● **WHAT YOU WILL DO**
• 1. Reproduce the stretch from "The critical difference" through "out in Mexico." in the passage on AI disruption and Mexico's informal economy.
• 2. Carry on the passage about AI disruption and Mexico's informal economy from its last sentence.

READING PASSAGE section start

The 56.9% informal economy: AI disruption without a safety net
More than half of Mexico's working population - over 33 million people - work informally. Street vendors, domestic workers, day labourers, self-employed tradespeople, workers in micro-businesses without formal registration: this is the majority of Mexico's workforce. The ILO defines informal employment as work without formal employment contracts, social security contributions, or labour law protections.
For these workers, the AI disruption question looks very different than it does for a formal-sector clerical worker at a bank. The informal bookkeeper who maintains accounts for small local businesses faces replacement not from enterprise AI software deployed by a large employer, but from low-cost accounting apps that small business owners adopt independently. The informal call-centre worker running customer service from home for small e-commerce sellers faces competition from AI chat tools that cost almost nothing to deploy.
The critical difference is what happens after displacement. A formal-sector bank clerk whose role is eliminated has access to Mexico's seguro de desempleo (unemployment insurance), IMSS social security, and potentially government retraining programmes through STPS (Secretaria del Trabajo y Prevision Social). An informal worker who loses income has none of these supports. This is why the 56.9% informality rate is not just a labour statistics footnote - it is the central fact shaping how AI disruption will play out in Mexico.
Guadalajara's tech sector and the AI skills race: Guadalajara has become Mexico's leading technology hub, home to major development centres for IBM, Intel, HP, Oracle, and hundreds of software companies serving US clients. Mexico exports an estimated $30 billion annually in IT services. These workers face 6.5/10 AI exposure - but the ones who thrive will be those who learn to work with AI tools rather than those who compete against them. The skills gap between AI-capable and AI-displaced developers is widening fast in Guadalajara's labour market.

READING PASSAGE section end
PROVIDED INFORMATION section start

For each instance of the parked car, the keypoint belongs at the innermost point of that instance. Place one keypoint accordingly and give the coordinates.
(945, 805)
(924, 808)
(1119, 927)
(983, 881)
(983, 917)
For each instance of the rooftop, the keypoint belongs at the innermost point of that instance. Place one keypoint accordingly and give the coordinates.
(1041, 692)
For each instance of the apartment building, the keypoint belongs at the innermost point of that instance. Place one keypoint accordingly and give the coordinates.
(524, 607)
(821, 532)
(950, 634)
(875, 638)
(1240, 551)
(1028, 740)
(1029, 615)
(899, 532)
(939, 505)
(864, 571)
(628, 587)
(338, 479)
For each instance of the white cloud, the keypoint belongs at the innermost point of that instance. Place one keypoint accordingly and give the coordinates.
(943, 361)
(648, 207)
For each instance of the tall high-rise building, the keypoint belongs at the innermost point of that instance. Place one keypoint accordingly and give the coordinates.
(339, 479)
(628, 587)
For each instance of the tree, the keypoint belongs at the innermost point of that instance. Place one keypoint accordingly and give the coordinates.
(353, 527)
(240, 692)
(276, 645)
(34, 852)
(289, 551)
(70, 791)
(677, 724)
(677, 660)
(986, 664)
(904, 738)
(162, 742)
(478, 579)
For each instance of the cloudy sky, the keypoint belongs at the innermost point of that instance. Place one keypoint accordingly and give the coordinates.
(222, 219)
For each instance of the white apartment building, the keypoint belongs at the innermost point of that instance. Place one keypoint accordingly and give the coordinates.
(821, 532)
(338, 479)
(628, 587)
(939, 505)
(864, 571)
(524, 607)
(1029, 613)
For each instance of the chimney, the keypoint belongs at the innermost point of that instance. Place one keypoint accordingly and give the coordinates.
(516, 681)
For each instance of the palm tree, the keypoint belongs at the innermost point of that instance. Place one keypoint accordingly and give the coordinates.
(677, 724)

PROVIDED INFORMATION section end

● **ANSWERS**
• 1.
The critical difference is what happens after displacement. A formal-sector bank clerk whose role is eliminated has access to Mexico's seguro de desempleo (unemployment insurance), IMSS social security, and potentially government retraining programmes through STPS (Secretaria del Trabajo y Prevision Social). An informal worker who loses income has none of these supports. This is why the 56.9% informality rate is not just a labour statistics footnote - it is the central fact shaping how AI disruption will play out in Mexico.

• 2.
The safest jobs in Mexico from AI
Mexico's lowest AI exposure occupations are elementary workers at 2.0/10 (11.9 million) and craft and trades workers at 2.5/10 (8.1 million). Together these two groups account for 20 million workers - more than a third of Mexico's entire workforce. Both face meaningful robotics risk (5.5/10 and 4.5/10 respectively), but current AI systems have minimal direct impact on their core daily work.
Building trades workers - electricians, plumbers, carpenters, masons - operate in the highly variable physical environments of Mexico's massive ongoing construction sector. Mexico's infrastructure investment in roads, housing, and commercial buildings has been substantial, and skilled trades workers remain in genuine demand. The same goes for Mexico's large informal construction workforce, where labour market conditions are determined more by project availability than by technology adoption.
Service and sales workers at 12.3 million score 3.5/10 on AI - the largest occupation group in Mexico after elementary occupations. The vast majority of these workers are in food service, retail, personal services, and hospitality - roles where direct human interaction and physical presence define the job. AI chatbots do not cook tacos or cut hair. The AI risk in this group is concentrated in a sub-segment: the call-centre agents, digital customer service representatives, and back-office service workers in the formal sector who handle structured, repetitive queries.